START GIVEN TEXT

New stop along the cellular journey of recycling organelles in plants
©Dagdas/JCB/GMI
Initially, autophagy was thought to be a survival process of cells when they are starved or stressed. However, autophagy is increasingly understood as a quality control mechanism that ensures the cell’s normal functioning by recycling cellular components that have become unwanted or harmful. With the help of autophagy, the cell replenishes its molecular resources and generates some of the energy needed for responding to changes in the environment.
Autophagy operates through autophagosomes, double-membraned vesicles that engulf the material to be degraded. “Autophagosomes are organelles that are born, mature, and die,” says Yasin Dagdas, Group Leader at GMI and one of the corresponding authors of the study. “We knew quite a bit about how autophagosomes are born, but much less about their maturation path and delivery to their final destination, especially for plant cells.” In plant cells, the “final destination” is the vacuole, a large organelle that occupies around 80% of the cell’s volume and is filled with digestive enzymes.
Many vesicular organelles, like the autophagosomes, are at work in the cell; they move across the cell in a well-orchestrated manner to mature and fulfill their functions. In their latest publication, Dagdas and his team show that plant autophagosomes do not follow a direct, linear path on their way to the vacuole. “We don’t know yet if this is true for all plant autophagosomes, but we show that at least some of them stop at a different location before reaching the vacuole,” says Dagdas.
Using complementary approaches in biochemistry, cellular imaging, and structural biology, the researchers show that plant autophagosomes first fuse with other endosomal organelles called “multivesicular bodies” (MVBs) to form the so-called “amphisomes.” In turn, the amphisomes then fuse with the vacuole.

END GIVEN TEXT
START DATASET CONTENT

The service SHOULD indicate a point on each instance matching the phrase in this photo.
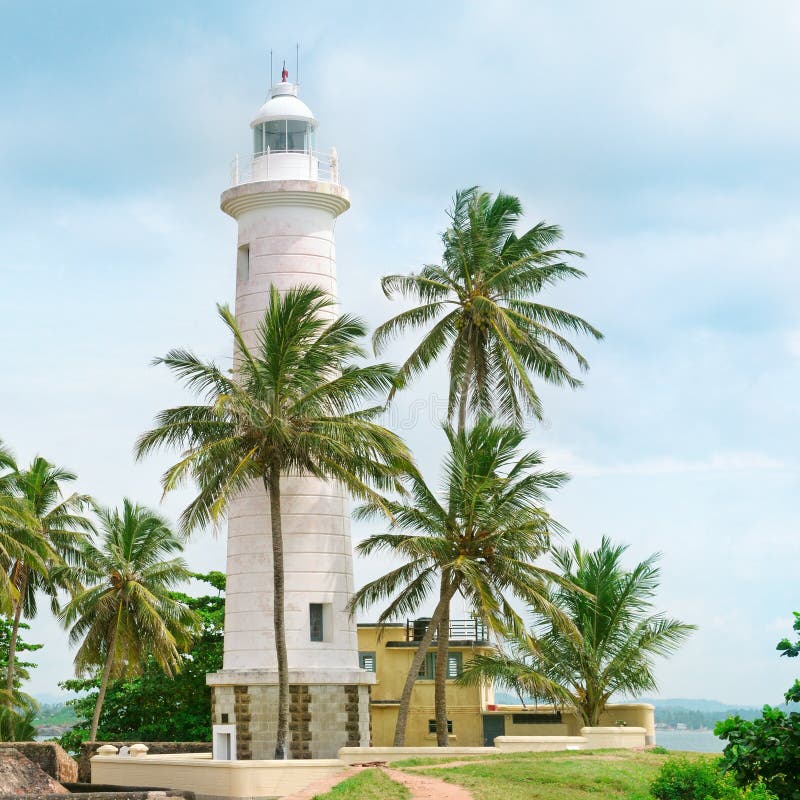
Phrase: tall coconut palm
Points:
(61, 525)
(126, 612)
(294, 403)
(478, 537)
(19, 537)
(481, 307)
(614, 640)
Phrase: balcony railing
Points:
(280, 165)
(469, 630)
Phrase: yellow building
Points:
(473, 717)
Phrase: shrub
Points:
(681, 779)
(766, 751)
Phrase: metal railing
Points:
(286, 165)
(470, 630)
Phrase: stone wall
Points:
(18, 774)
(322, 718)
(88, 749)
(50, 757)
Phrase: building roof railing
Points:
(468, 630)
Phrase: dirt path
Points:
(424, 788)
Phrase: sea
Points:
(694, 741)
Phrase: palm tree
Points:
(612, 646)
(479, 537)
(126, 612)
(19, 537)
(292, 404)
(58, 528)
(480, 306)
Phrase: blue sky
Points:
(662, 137)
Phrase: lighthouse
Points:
(286, 200)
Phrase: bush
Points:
(766, 751)
(681, 779)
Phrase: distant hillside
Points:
(692, 704)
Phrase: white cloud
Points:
(719, 463)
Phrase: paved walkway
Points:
(424, 788)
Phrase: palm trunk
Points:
(440, 684)
(413, 672)
(273, 487)
(98, 706)
(462, 403)
(442, 735)
(20, 580)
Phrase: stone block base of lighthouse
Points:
(324, 716)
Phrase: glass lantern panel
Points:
(258, 140)
(275, 135)
(296, 136)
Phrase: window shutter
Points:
(453, 665)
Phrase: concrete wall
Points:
(392, 664)
(50, 757)
(288, 227)
(322, 718)
(88, 749)
(214, 779)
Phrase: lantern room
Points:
(284, 124)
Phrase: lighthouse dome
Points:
(284, 123)
(284, 104)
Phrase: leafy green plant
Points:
(767, 750)
(610, 647)
(155, 706)
(295, 402)
(682, 779)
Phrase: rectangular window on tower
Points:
(243, 263)
(316, 622)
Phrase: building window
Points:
(427, 670)
(243, 263)
(316, 621)
(367, 661)
(536, 719)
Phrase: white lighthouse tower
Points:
(286, 201)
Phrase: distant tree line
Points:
(696, 720)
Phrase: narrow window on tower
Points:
(316, 621)
(243, 263)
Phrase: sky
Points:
(662, 137)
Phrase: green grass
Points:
(578, 775)
(371, 784)
(581, 775)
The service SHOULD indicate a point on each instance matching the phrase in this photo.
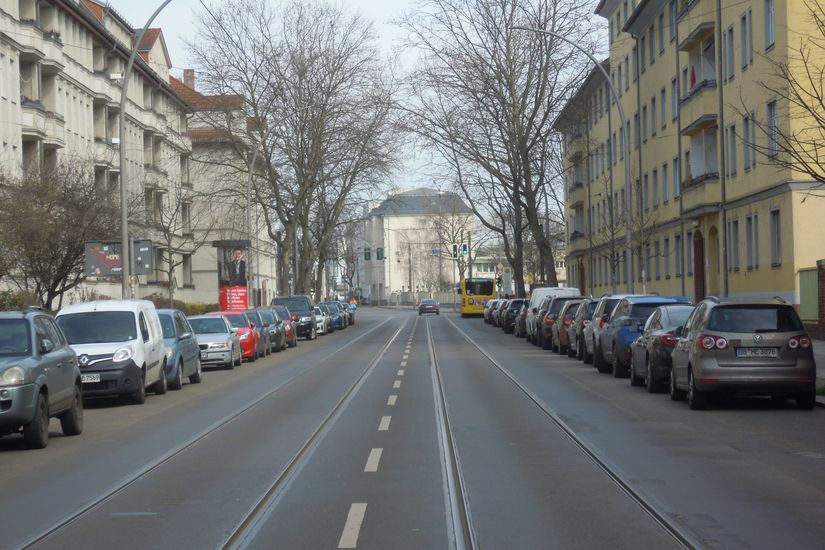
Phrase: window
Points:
(665, 194)
(776, 242)
(674, 99)
(663, 106)
(773, 130)
(679, 252)
(655, 188)
(677, 185)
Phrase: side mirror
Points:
(46, 346)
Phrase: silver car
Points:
(218, 343)
(756, 347)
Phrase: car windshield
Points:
(96, 327)
(208, 326)
(296, 304)
(14, 337)
(754, 318)
(167, 324)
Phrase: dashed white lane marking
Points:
(373, 460)
(355, 517)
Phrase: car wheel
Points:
(806, 400)
(697, 399)
(177, 383)
(197, 376)
(36, 432)
(651, 385)
(71, 421)
(160, 386)
(139, 397)
(675, 393)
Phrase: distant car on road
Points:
(39, 378)
(428, 305)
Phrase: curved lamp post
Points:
(627, 175)
(125, 252)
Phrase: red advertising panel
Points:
(233, 298)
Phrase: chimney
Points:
(189, 78)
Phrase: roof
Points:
(421, 201)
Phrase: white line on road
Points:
(373, 460)
(349, 538)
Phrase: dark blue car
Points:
(625, 325)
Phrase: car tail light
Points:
(669, 340)
(708, 342)
(799, 342)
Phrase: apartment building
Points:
(710, 211)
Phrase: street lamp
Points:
(627, 175)
(125, 253)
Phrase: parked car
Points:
(323, 321)
(39, 378)
(650, 360)
(561, 336)
(248, 336)
(260, 326)
(428, 305)
(624, 326)
(592, 332)
(303, 314)
(218, 343)
(285, 318)
(757, 347)
(508, 317)
(581, 319)
(182, 356)
(536, 298)
(119, 346)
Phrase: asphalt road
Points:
(345, 442)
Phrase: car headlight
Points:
(13, 376)
(123, 354)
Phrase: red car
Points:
(246, 333)
(283, 315)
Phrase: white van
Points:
(119, 346)
(536, 298)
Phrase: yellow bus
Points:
(475, 293)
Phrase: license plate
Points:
(757, 352)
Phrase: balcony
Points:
(699, 108)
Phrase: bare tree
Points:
(485, 97)
(47, 217)
(320, 96)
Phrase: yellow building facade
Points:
(711, 211)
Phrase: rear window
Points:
(755, 318)
(296, 304)
(208, 326)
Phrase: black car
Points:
(303, 313)
(428, 305)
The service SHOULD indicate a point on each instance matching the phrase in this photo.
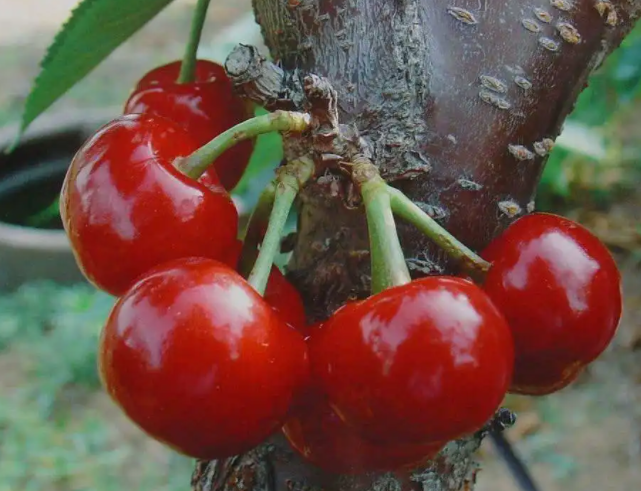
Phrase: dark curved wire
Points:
(515, 464)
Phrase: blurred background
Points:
(58, 431)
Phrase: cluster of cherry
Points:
(202, 362)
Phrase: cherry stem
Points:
(258, 222)
(288, 182)
(408, 210)
(386, 254)
(197, 163)
(188, 67)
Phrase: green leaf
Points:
(94, 30)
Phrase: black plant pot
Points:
(33, 244)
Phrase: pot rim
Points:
(33, 238)
(53, 124)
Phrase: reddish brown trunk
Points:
(457, 102)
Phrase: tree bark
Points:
(458, 103)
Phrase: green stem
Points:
(195, 164)
(258, 222)
(188, 67)
(388, 263)
(288, 182)
(406, 209)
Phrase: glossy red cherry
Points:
(279, 293)
(199, 361)
(428, 361)
(126, 209)
(204, 108)
(560, 291)
(320, 436)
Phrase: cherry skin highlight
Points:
(320, 436)
(126, 209)
(560, 291)
(424, 362)
(199, 361)
(204, 108)
(279, 293)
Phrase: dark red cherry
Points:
(560, 291)
(320, 436)
(199, 361)
(126, 208)
(285, 299)
(279, 293)
(428, 361)
(204, 108)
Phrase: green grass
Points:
(52, 435)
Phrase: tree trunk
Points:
(458, 103)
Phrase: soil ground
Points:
(587, 437)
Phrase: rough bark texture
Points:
(458, 103)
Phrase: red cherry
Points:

END DATASET CONTENT

*TASK ITEM A*
According to the text on plant autophagosomes, what do plant autophagosomes fuse with before they reach the vacuole?
*TASK ITEM B*
Summarize the text on plant autophagosomes in two sentences.
*TASK ITEM C*
Carry the text on plant autophagosomes forward from its last sentence.

*ANSWER BOX A*
They first fuse with multivesicular bodies (MVBs), forming amphisomes.

*ANSWER BOX B*
Autophagy, once seen as a survival response to starvation or stress, is now understood as a quality control mechanism that recycles unwanted or harmful cell components through double-membraned autophagosomes. Dagdas and his team show that at least some plant autophagosomes do not travel directly to the vacuole but first fuse with multivesicular bodies to form amphisomes, which then fuse with the vacuole.

*ANSWER BOX C*
Central to their findings is the discovery of the autophagy adaptor CFS1, a molecule that recognizes membrane markers on both the autophagosomes and the MVBs and, thus, mediates their fusion. The researchers demonstrate that the amphisomes function as cellular sorting hubs for the maturation of autophagosomes and their trafficking to the vacuole.
“The trafficking pathways are quite complex, but they all need to be coordinated,” says Dagdas. “Generating vesicles is energetically costly for the cell. Hence, we believe that by using the amphisomes as sorting hubs for autophagosomes, the cell optimizes its energetic efficiency.” The scientists compare this sorting hub model to the “hub and spoke” system seen in the aviation industry and other supply chain logistics. “By having all materials transit through centralized hubs, the cell reduces its logistical costs as fewer routes are necessary. In addition, this system allows the cell to be economical, as complicated operations can be performed in the hubs rather than organized separately in each autophagosome,” Dagdas explains.
The researchers confirmed the function of the autophagy adaptor CFS1 in two evolutionarily distant plant model organisms: Arabidopsis thaliana and Marchantia polymorpha, thus suggesting that this mechanism of autophagosome maturation is conserved across plants. Since autophagy plays a central role in the regulation of cell stress, this research could find future applications in engineering plant vesicular trafficking to help increase plant stress tolerance.